## INSTRUCTIONS FOR THE TASK
Pull out every line of the entries below that contains the string "window", matching case exactly.

## DATA TO USE

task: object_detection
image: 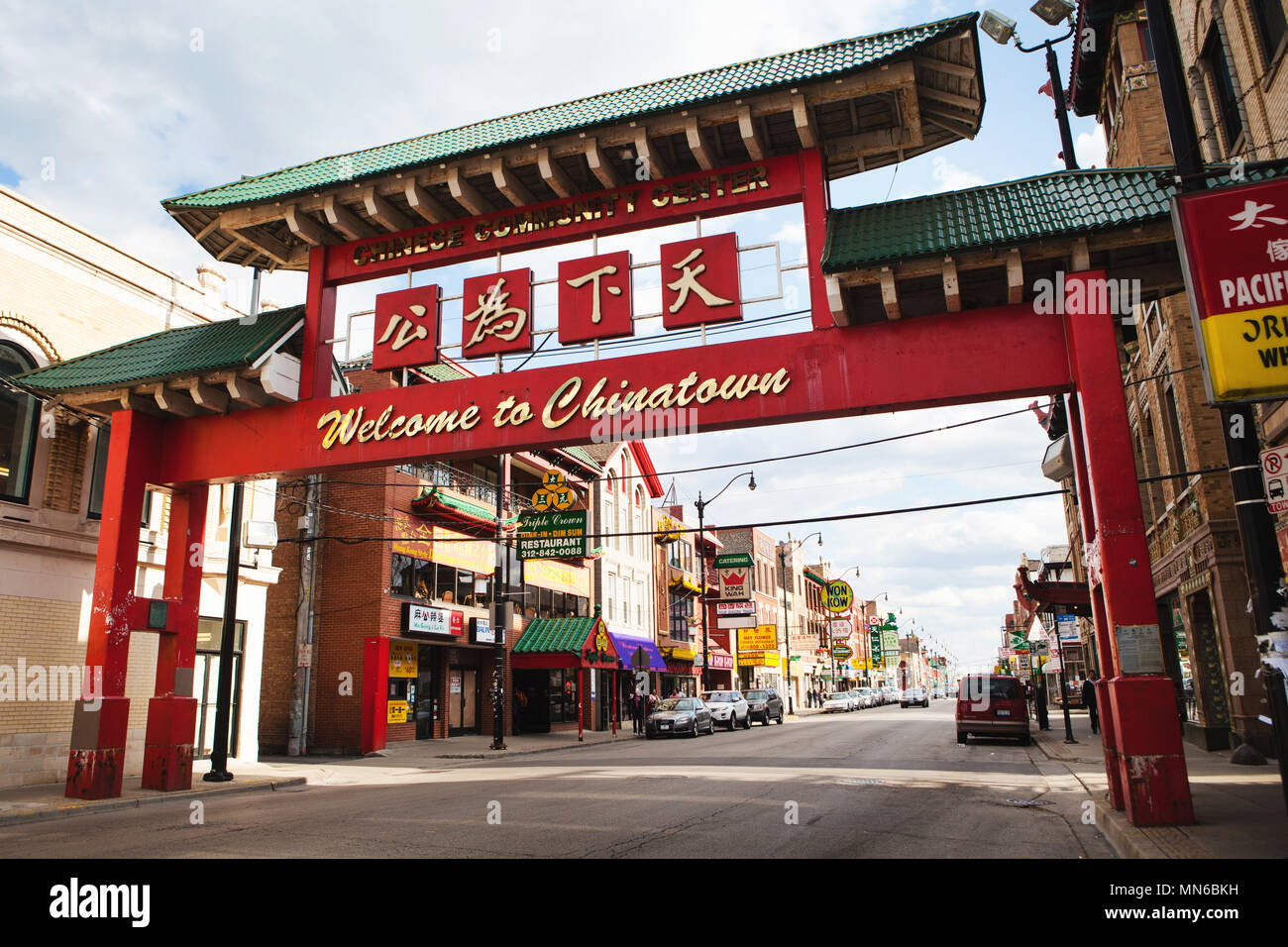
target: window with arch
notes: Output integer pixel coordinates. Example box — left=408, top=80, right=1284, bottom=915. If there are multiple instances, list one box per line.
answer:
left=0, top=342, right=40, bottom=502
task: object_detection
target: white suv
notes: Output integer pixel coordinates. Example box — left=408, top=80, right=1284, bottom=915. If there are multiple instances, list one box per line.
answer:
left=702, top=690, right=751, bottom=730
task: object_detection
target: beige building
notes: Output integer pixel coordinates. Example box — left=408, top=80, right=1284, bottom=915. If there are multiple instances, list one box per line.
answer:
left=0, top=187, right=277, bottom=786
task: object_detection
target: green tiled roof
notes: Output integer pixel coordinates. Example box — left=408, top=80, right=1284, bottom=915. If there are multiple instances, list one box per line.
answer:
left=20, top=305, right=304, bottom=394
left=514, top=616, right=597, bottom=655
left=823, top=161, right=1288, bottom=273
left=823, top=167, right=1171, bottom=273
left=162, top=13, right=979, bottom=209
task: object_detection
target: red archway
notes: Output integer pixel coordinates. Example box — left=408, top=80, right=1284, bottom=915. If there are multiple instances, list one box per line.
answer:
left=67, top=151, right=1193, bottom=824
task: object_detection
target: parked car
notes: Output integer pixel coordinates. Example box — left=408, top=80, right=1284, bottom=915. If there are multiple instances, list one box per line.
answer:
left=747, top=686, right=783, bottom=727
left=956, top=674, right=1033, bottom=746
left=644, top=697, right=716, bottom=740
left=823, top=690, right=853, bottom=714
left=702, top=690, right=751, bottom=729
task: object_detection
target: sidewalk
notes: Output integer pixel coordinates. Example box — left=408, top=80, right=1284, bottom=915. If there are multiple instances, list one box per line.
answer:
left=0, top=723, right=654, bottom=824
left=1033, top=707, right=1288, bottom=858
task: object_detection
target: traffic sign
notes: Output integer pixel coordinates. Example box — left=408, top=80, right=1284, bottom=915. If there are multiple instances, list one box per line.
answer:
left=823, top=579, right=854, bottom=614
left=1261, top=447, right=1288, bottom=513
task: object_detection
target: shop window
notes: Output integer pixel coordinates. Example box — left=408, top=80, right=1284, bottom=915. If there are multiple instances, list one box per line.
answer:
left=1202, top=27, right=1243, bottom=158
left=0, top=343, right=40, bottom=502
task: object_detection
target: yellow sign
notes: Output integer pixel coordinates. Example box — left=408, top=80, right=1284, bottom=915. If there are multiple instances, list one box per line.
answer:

## RESULT FOR THIS TASK
target: window with arch
target: shop window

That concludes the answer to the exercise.